0

I'm looking at a python script that goes through a database and finds the valid phone numbers. The part of the script that is relevant to my question looks like this:

    country_code = ""

(Then further down):

    for i, entry in enumerate(feed.entry):
        for phone in entry.phone_number:
            # Strip out any non numeric characters
            phone.text = re.sub('\D', '', phone.text)
            phone.text = unicode(phone.text, 'utf8')

            # Remove leading digit if it exists, we will add this again later for all numbers
            # Only if a country code is defined.
            if country_code != "":
                phone.text = re.sub('^\+?%s' % country_code, '', phone.text)

First question is, I've seen two different variations of this script, one uses the last line I have shown above while the other uses this:

                phone.text = re.compile('^\+?%s' % country_code, '', phone.text)

I am wondering what the difference is, and whether one is more correct than the other.

But the real issue is that this database is only supposed to contain North American numbers shown as 10 or 11 digits, but what I need is ten digit numbers only. Unfortunately this script returns any phone number it finds. So after that last line runs, what I'd like to see happen is this:

If the phone.text string is less than ten characters or more than 11 characters in length, set it to null.

Then

If the phone.text string is 11 characters in length then if first character is "1", strip the leading "1" leaving the final 10 characters. If the first character is NOT "1" then set it to null.

Then

If the phone.text string is 10 characters (in other words, not null, since it should be either 10 characters or null at this point) then check to see that the first digit and the fourth digit are in the range 1-9. If either are not in that range, set the string to null.

I know absolutely zilch about python so I was hoping maybe someone could show me how to do this, since it seems like something that should be relatively easy. By the way the documentation (such as it is) says that if you put a "1" in the country code field it will add it to numbers that don't have it now, which doesn't seem right to me (I can't see how that would happen) but also it's the exact opposite of what I want in this particular case. Thanks!

EDIT: I did not want to use a REGEX because to be honest, this is not a time-sensitive application (I can afford to waste CPU cycles) and I really have trouble deciphering Regular Expressions - they only barely make sense to me.

I did find that if, after the line

            phone.text = unicode(phone.text, 'utf8')

I added these lines:

            if len(phone.text) == 11 and phone.text[0] == '1':
                #international code
                phone.text = phone.text[1:]
            if len(phone.text) < 10:
                phone.text = ""

# [Pointing entries for labeled objects]

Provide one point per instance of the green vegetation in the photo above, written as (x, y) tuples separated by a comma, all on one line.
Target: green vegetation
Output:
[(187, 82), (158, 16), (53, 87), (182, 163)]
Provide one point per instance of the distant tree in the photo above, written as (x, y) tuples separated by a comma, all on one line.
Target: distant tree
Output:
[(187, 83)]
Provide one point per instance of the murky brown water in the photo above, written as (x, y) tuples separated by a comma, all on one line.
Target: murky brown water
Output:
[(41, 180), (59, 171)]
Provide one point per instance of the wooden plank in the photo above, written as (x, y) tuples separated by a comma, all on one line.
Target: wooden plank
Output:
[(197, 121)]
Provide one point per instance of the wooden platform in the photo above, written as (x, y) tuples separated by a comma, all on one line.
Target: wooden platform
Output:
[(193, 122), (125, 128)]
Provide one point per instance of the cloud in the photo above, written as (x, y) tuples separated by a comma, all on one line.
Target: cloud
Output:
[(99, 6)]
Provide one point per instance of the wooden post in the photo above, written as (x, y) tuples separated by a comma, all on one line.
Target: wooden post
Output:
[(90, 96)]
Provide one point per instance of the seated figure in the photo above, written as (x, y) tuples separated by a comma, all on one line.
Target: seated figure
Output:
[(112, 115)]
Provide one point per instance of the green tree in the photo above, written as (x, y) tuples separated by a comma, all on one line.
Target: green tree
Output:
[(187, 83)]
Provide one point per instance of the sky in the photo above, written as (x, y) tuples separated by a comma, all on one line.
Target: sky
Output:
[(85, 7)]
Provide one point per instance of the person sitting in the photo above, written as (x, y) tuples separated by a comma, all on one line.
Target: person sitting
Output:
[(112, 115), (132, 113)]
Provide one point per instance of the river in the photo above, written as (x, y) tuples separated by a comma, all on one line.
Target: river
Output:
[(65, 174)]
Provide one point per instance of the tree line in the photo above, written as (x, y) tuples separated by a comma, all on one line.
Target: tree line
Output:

# [Required actions]
a. Please reproduce the passage of the Python phone-number question from "phone.text = re.compile('^\+?%s'" up to and including "then set it to null.".
b. Take the Python phone-number question further, picking up from the point where it stops.

# [The replies]
a.
phone.text = re.compile('^\+?%s' % country_code, '', phone.text)

I am wondering what the difference is, and whether one is more correct than the other.

But the real issue is that this database is only supposed to contain North American numbers shown as 10 or 11 digits, but what I need is ten digit numbers only. Unfortunately this script returns any phone number it finds. So after that last line runs, what I'd like to see happen is this:

If the phone.text string is less than ten characters or more than 11 characters in length, set it to null.

Then

If the phone.text string is 11 characters in length then if first character is "1", strip the leading "1" leaving the final 10 characters. If the first character is NOT "1" then set it to null.

b.
            if len(phone.text) > 10:
                phone.text = phone.text[:10]

Then it would pretty much do what I needed. As I noted the database does not contain any international numbers, so that consideration is absent. It does contain a few numbers with extensions following, but I only needed the 10 digit primary numbers, not the extensions, so anything after the first ten digits is chopped off. The above was actually deciphered after looking a the suggested REGEX-based solutions, where someone suggested that a regex isn't always the best way to do things, an sentiment with which I wholeheartedly agree. Besides, while there were a lot of REGEX's shown to parse phone numbers in various ways, most of those answers just assumed you know how to use a REGEX in Python and I don't, given my total lack of familiarity with the language.

Thanks for the suggestions.

Skyviewer
  • 41
  • 1
  • 8
  • 2
    The list of related questions beside your question have provided an umpteen number of solutions. Do check if any of the, have solved your problem. – Bhargav Rao Mar 27 '15 at 18:12
  • possible duplicate of [A comprehensive regex for phone number validation](http://stackoverflow.com/questions/123559/a-comprehensive-regex-for-phone-number-validation) – Tui Popenoe Mar 27 '15 at 18:44

1 Answers1

1

To answer your first question:

re.compile returns a regex object. If you're going to use the same regex pattern in multiple spots, it's better to create a reusable regex object with re.compile.

re.sub(pattern, repl, string, count=0, flags=0) is just shorthand for:

re.compile(pattern, flags).sub(repl, string, count)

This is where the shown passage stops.